Document section:
• • • •

06 October 2012

A Bus Ride

I'm going to start out by asking you, no matter what your religious beliefs may be, to start this playlist while you read this post. I think you will understand the post a lot more if you do. I typed this through the tears of joy at remembering a seminal event in my life. One that solidified my religious beliefs and also contributed more to my movement from kid to adult than almost anything else ever in my life. And it revolved around a bus ride.

I used to be a very active religious kid. I was at church two or three nights a week. When I was in the sixth grade, I discovered youth choir. The music program at the church I attended had a very charismatic director, and he pulled us kids in right and left, and made learning music and performance fun. The next summer, between the seventh and eighth grades - 1972, we were encouraged to go to a Southern Baptist music camp. This camp was held at some neglected summer camp facility somewhere in the middle of nowhere. I didn't much like the camp. I am sure a lot of that was due to the fact that my voice picked that very week to crack for the first time. OH NO!!!! All the other boys were either not at that stage, or enough past it that it didn't matter. So I stuck out like a sore thumb. Other than that, it was a wonderful experience, and on Friday night, we performed the musical we had worked on all week for our families  then packed up and went home on Saturday morning. I decided I was going back the next year, come hell or high water, because I had something to prove - that my voice had settled down.

• • • •

Data supplied:
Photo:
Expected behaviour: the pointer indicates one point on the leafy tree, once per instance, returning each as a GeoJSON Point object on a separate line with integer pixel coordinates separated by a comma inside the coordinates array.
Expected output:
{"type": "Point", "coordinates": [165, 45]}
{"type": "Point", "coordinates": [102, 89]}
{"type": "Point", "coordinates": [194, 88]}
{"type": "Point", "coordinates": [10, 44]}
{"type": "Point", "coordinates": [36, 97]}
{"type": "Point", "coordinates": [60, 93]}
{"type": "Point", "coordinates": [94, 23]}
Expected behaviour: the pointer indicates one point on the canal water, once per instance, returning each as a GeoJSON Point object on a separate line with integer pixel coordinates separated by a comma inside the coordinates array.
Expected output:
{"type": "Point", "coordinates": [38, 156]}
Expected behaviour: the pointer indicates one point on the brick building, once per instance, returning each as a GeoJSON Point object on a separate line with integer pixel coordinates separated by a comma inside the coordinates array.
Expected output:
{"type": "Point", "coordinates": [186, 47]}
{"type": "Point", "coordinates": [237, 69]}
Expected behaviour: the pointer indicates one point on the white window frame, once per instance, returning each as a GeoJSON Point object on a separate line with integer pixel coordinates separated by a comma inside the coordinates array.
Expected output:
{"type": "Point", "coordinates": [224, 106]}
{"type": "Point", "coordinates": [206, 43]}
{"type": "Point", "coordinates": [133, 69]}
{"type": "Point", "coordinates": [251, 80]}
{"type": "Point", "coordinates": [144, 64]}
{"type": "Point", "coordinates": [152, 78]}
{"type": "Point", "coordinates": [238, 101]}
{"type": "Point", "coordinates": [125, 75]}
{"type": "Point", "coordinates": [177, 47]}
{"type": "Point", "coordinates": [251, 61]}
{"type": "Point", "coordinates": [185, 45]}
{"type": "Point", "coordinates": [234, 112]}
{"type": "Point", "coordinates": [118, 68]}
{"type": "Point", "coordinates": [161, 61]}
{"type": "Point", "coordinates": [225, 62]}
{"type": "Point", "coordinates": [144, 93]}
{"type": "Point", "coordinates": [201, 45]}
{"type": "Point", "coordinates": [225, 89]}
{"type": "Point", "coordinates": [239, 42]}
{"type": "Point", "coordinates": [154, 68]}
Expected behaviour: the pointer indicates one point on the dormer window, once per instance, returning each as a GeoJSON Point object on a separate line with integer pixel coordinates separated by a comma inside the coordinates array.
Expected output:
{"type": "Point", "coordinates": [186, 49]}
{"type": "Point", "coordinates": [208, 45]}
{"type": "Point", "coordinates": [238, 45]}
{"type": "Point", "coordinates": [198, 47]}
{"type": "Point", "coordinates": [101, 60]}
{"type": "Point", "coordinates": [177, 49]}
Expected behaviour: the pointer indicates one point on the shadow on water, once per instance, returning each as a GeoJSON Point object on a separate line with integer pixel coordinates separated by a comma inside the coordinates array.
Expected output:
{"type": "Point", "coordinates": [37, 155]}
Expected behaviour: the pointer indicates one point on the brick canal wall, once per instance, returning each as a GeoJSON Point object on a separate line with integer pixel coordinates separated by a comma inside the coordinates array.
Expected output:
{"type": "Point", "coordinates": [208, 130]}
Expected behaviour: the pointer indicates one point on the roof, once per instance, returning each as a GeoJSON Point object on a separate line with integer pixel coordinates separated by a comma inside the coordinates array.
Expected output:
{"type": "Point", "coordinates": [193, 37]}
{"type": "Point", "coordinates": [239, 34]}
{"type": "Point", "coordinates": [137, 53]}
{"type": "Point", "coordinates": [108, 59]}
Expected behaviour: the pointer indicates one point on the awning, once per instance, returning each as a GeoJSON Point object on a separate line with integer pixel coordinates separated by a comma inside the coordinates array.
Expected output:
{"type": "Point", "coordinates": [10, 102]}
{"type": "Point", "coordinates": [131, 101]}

• • • •

Tasks to carry out:
(a) In the bus ride post, what happened to the writer's voice during the week of the music camp?
(b) Copy the stretch of the bus ride post from "06 October 2012" through "a bus ride.".
The records are separate material and do not belong to the bus ride post.

Task-by-task solutions:
(a) The writer's voice cracked for the first time that week.

(b)
06 October 2012

A Bus Ride

I'm going to start out by asking you, no matter what your religious beliefs may be, to start this playlist while you read this post. I think you will understand the post a lot more if you do. I typed this through the tears of joy at remembering a seminal event in my life. One that solidified my religious beliefs and also contributed more to my movement from kid to adult than almost anything else ever in my life. And it revolved around a bus ride.